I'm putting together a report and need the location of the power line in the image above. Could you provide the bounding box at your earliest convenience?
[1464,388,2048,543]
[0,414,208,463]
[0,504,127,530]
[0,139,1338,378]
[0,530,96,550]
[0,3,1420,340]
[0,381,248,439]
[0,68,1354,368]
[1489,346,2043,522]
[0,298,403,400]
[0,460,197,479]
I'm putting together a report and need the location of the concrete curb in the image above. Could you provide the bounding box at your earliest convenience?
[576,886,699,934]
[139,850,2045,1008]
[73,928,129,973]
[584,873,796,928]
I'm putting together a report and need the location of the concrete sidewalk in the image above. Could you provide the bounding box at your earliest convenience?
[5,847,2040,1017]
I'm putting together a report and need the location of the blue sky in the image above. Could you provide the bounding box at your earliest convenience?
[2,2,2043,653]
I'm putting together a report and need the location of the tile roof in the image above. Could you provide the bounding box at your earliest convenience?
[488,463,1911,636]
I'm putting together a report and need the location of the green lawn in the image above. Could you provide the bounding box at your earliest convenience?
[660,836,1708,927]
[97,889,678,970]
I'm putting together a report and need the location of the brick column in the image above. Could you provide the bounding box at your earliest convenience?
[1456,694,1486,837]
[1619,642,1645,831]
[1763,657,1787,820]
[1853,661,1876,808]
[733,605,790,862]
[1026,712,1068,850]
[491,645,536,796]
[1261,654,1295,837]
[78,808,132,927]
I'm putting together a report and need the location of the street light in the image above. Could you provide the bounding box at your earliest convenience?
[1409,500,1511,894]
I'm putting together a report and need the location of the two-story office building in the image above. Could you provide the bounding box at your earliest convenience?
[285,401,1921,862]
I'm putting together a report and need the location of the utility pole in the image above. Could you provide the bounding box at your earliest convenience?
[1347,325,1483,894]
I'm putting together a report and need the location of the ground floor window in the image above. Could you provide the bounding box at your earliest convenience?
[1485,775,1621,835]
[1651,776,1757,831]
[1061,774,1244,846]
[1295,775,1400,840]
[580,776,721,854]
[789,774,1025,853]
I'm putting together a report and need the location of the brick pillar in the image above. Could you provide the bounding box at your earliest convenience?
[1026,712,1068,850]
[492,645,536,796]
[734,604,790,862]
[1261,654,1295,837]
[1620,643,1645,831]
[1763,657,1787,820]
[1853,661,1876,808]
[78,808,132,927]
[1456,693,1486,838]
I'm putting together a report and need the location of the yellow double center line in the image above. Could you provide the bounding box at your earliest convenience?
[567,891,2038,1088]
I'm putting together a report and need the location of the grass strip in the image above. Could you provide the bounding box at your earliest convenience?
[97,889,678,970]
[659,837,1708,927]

★ ★ ★ ★ ★ ★ ★

### TASK BRIEF
Copy out all of the records above with nothing altered.

### RESULT BELOW
I'm putting together a report and need the location of the power line in the image above. Could you provide the bounding box at your earliest convenience?
[1464,388,2048,543]
[0,414,208,463]
[0,504,127,530]
[0,139,1338,378]
[0,530,96,550]
[0,3,1420,340]
[0,381,248,439]
[0,68,1354,368]
[1489,346,2043,522]
[0,298,403,400]
[0,460,197,479]
I'm putting together a report and need the location of the concrete curb in the image above. Could you provide the bounding box at your earliest convenience?
[576,886,699,934]
[139,850,2045,1008]
[73,928,129,973]
[584,873,796,928]
I'm putting together a report and need the location of the concrete sidewalk in the image above. Could you provide the bounding box at your earliest convenience?
[5,847,2040,1017]
I'm putting together a report and need the location of the blue sky in the image above. Could you provide the bounding box at your earliest convenience?
[2,2,2043,653]
I'm putting together a report and need the location of the tile roof in the image above. Could you provide the bounding box at your earliest convenience?
[488,463,1911,636]
I'm putting together a report and need the location of the green lawn in the image above. Could you provide the bounding box at your earliest convenience?
[660,836,1708,927]
[97,889,678,970]
I'm putting together a report and need the location of the brick column in the image above. Could you provide the bounding box at your earliest convenience?
[1456,694,1486,837]
[1619,642,1645,831]
[1763,657,1787,820]
[1853,661,1876,808]
[733,605,790,862]
[1026,712,1068,850]
[491,645,536,796]
[1261,654,1295,837]
[78,808,132,927]
I'm putting together a report and need the location of the street light in the image above. Could you provide the bounding box at your earliest convenience?
[1409,500,1511,894]
I'm putting together a report and need the location of the two-story office building in the image above. Could you provide the bounding box at your earliest convenience?
[285,401,1921,862]
I'm putting together a report and need the location of the utility pole in the image above. Could you provide the bounding box at your earliest convenience?
[1347,325,1483,894]
I'm putting together a report and need the location of the ground floor window in the image above. Could you provide the bounding box at your earliest convenience?
[1485,775,1621,835]
[1651,776,1757,831]
[1061,774,1244,846]
[1295,775,1400,840]
[580,776,721,854]
[789,774,1025,853]
I'm putting together a report and need the location of the brick pillar in the image above. Could you provide the bounding box at your earliest convenience?
[1026,712,1068,850]
[492,645,536,796]
[734,604,790,862]
[1261,654,1295,837]
[1620,643,1645,831]
[1763,657,1787,820]
[1853,661,1876,808]
[78,808,132,927]
[1456,693,1486,838]
I'm putting together a report and need the location of the yellow double center line in the image above. Could you provide the bounding box at your earliest convenience?
[567,891,2038,1088]
I'm putting together a report and need the location of the grass strip in the image above. Could you provide the bounding box at your earliest convenience?
[97,889,678,970]
[659,837,1708,927]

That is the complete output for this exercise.